▸ **Texto del documento**

>>>>>

Luis Valenzuela se hizo periodista a los 17 años porque no sabía qué carrera elegir. Tenía en claro qué quería hacer: “meterse en todos los mundos sin comprometerse demasiado en ninguno”, según anotó en un antiguo currículum. Y lo de "hacerse" resultó literal, porque a esa edad escribió sus primeras notas, a los 20 ya fue corresponsal de medios argentinos en Francia, a su regreso a Buenos Aires se incorporó a una redacción y al cabo del tiempo configuró una producción que se recorta con un perfil propio y hasta ahora desconocido dentro de su obra. La mirada horizontal redescubre esa dimensión a través de una selección de más de cincuenta artículos, entrevistas, columnas y crónicas de viaje.
Compilado ý prologado por Marianella Colette, La mirada horizontal sorprende por la diversidad de inquietudes, las aproximaciones inesperadas a personajes y lugares, las hojas de ruta que definen un camino singular. “Y me salta a la memoria la vieja pregunta despectiva: ¿Sos o te hacés?, dándome a entender que además de hacerme periodista, quizá siempre lo fui gracias a mi insaciable curiosidad y mi ecléctica y desorganizada sed de conocimiento”, escribe Valenzuela en “Ser periodista”, la introducción al libro publicado por Marea.

<<<<<

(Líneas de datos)
>>>>>

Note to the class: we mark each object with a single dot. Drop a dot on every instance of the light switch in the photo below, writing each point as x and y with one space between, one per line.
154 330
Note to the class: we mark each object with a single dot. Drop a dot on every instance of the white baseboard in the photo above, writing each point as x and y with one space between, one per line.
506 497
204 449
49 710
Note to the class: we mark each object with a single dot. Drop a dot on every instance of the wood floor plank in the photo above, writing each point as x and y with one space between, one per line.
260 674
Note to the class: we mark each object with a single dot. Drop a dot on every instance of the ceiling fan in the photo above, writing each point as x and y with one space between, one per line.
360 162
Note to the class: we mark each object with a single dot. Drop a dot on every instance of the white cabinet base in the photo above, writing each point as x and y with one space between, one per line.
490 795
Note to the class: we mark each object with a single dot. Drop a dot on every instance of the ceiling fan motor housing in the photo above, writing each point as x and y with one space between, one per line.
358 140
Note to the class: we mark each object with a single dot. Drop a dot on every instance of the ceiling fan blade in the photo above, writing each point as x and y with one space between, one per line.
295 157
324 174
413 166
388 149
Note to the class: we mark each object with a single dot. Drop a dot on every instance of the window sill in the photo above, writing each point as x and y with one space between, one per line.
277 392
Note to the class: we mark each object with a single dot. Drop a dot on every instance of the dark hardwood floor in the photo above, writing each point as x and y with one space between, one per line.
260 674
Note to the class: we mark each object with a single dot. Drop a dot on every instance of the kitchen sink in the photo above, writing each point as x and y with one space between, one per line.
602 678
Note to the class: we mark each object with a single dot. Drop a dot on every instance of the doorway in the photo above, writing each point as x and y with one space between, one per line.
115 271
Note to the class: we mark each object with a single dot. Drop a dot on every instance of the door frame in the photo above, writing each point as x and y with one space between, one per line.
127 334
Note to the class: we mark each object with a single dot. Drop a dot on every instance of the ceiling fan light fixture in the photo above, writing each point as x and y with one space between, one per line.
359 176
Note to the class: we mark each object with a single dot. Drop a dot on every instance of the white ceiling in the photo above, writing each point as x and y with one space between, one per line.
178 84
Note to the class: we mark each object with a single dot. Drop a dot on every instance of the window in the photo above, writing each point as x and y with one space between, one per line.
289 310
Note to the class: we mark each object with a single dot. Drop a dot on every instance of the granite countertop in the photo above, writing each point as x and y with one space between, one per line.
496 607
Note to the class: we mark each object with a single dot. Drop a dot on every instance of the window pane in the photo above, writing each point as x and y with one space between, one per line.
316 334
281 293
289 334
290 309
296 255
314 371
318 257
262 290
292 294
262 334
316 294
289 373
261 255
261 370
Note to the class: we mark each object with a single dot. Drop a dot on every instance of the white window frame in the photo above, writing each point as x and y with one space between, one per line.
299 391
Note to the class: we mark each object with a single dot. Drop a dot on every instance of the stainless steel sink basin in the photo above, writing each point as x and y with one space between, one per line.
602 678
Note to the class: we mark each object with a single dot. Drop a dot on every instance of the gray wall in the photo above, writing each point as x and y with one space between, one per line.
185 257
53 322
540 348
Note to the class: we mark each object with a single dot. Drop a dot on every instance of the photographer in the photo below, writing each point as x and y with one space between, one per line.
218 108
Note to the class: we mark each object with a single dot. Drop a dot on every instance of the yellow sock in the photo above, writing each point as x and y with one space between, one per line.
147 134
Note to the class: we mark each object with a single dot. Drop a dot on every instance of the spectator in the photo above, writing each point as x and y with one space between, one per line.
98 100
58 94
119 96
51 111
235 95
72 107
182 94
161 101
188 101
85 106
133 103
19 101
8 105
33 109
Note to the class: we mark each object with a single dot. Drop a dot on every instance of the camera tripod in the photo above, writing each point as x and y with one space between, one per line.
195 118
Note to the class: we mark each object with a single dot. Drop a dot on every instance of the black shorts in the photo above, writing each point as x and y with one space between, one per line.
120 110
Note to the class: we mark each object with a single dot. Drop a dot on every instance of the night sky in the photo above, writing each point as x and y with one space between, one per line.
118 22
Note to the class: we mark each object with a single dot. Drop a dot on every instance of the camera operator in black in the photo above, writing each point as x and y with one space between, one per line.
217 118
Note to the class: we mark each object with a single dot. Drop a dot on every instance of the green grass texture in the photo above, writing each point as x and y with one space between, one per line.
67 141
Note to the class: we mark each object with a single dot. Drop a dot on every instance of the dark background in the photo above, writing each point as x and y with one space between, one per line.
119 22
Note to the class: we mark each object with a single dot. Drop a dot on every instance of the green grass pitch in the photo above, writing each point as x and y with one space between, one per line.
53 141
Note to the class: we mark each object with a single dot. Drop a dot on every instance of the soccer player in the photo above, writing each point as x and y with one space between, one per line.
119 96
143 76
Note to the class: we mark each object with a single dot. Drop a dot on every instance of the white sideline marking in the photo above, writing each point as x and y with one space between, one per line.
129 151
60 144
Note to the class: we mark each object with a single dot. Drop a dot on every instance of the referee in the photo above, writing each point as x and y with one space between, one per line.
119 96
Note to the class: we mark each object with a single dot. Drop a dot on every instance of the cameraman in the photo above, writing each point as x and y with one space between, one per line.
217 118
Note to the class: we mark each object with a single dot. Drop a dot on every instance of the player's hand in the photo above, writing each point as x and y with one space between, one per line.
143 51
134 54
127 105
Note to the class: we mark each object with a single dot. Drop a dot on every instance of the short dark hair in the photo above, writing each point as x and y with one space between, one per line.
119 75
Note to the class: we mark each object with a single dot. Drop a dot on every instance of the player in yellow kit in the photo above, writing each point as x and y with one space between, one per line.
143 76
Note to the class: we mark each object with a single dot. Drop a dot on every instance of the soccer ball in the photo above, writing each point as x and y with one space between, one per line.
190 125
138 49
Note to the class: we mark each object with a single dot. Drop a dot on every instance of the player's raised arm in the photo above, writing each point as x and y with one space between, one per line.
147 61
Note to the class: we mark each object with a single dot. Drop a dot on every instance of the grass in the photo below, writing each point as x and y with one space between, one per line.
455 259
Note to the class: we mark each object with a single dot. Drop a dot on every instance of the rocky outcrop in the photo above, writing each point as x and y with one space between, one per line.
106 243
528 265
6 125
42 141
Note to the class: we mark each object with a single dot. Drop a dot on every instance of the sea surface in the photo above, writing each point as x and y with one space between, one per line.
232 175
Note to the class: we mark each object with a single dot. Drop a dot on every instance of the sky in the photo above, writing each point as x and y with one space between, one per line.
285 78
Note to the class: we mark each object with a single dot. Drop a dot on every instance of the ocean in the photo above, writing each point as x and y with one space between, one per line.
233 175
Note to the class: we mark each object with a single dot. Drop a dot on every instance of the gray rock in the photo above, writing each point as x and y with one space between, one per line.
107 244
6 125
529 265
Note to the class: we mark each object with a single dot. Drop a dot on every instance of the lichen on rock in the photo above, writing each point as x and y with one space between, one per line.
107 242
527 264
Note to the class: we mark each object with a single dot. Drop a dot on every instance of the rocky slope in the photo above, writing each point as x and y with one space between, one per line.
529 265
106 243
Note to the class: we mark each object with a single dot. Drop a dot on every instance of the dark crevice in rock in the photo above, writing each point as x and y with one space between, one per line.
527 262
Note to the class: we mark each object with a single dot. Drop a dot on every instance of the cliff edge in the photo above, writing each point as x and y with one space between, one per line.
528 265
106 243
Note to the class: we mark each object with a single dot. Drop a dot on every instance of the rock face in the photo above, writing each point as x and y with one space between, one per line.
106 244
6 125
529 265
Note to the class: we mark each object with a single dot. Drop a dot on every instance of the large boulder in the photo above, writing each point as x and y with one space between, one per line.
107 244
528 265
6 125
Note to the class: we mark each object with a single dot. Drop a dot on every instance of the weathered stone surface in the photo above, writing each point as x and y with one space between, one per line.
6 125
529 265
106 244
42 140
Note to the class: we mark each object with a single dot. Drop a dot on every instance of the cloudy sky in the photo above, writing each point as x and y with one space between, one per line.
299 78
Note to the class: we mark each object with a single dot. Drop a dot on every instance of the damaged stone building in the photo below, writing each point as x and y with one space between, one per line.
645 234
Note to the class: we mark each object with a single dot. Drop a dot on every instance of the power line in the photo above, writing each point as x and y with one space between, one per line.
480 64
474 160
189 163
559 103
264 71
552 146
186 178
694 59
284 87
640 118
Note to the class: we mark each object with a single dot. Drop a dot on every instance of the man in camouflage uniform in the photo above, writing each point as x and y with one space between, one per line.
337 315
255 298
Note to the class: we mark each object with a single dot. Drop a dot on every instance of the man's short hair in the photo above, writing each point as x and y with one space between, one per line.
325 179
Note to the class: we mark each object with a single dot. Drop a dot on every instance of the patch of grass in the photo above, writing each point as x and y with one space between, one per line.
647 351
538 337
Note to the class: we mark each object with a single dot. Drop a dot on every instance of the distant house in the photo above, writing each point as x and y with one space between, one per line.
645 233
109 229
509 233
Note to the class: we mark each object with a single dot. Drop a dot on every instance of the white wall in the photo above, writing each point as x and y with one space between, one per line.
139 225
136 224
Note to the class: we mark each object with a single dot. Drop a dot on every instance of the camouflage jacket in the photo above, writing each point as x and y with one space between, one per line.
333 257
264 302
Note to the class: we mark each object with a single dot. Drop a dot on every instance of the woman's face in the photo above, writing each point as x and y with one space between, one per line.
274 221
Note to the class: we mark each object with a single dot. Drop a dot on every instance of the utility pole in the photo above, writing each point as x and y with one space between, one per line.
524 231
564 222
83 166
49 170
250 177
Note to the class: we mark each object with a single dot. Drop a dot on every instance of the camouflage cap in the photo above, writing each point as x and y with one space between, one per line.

<<<<<

▸ **Tareas a realizar**
1. Según el texto sobre Luis Valenzuela, ¿a qué edad fue corresponsal de medios argentinos en Francia?
2. Redacta la continuación del texto sobre Luis Valenzuela a partir de su última oración.

▸ **Respuestas dadas**
1. A los 20 años.

2.
Escritos entre 1965 y 2021, en un recorrido que entre otros medios va desde el Suplemento Gráfico del diario La Nación –el pariente pobre “pero mucho más vital” del tradicional suplemento literario- a Página 12 y de la revista Autoclub al New York Times, los textos periodísticos están ordenados en tres secciones que distinguen entrevistas, crónicas sui géneris y notas de viaje. El título del libro alude a la literatura por oposición: la “mirada horizontal” del periodista, amplia y panorámica, se distingue según Valenzuela de la “mirada vertical” del escritor, más incisiva para develar las apariencias de la realidad.
“Lo que no está explicitado en parte alguna son los eventuales cruces de las dos vías, la horizontal del periodismo y la vertical de la literatura, cuando en algunas instancias lo aprendido en la una redunda en beneficio de la otra”, agrega Valenzuela en “Ser periodista”. La publicación simultánea de una novela, Fiscal muere, pone a prueba esa relación.
EL JUEGO DE LA NOVELA
Fiscal muere (Interzona) alude a un suceso que Valenzuela no necesita nombrar porque es de conocimiento público: el suicidio de Alberto Nisman y las teorías conspirativas que instalaron la versión de un asesinato y sostienen tramas inverosímiles contra todas las evidencias. Y la apuesta es ambiciosa: intervenir en el debate desde la ficción, plantear una historia que ilumine la verdad encubierta bajo el supuesto magnicidio.
La novela pone en escena a Santiago Masachesi, un comisario que decidió retirarse de la Policía Federal al quedar desplazado de las investigaciones criminales por la aparición de los fiscales. Masachesi es un personaje estrafalario para sus colegas, alguien que se deja llevar por la imaginación y no resulta creíble, y también un raro para la literatura policial: su detective preferido es Miss Marple, el personaje de Agatha Christie que resuelve casos de modo afable y sin estridencias.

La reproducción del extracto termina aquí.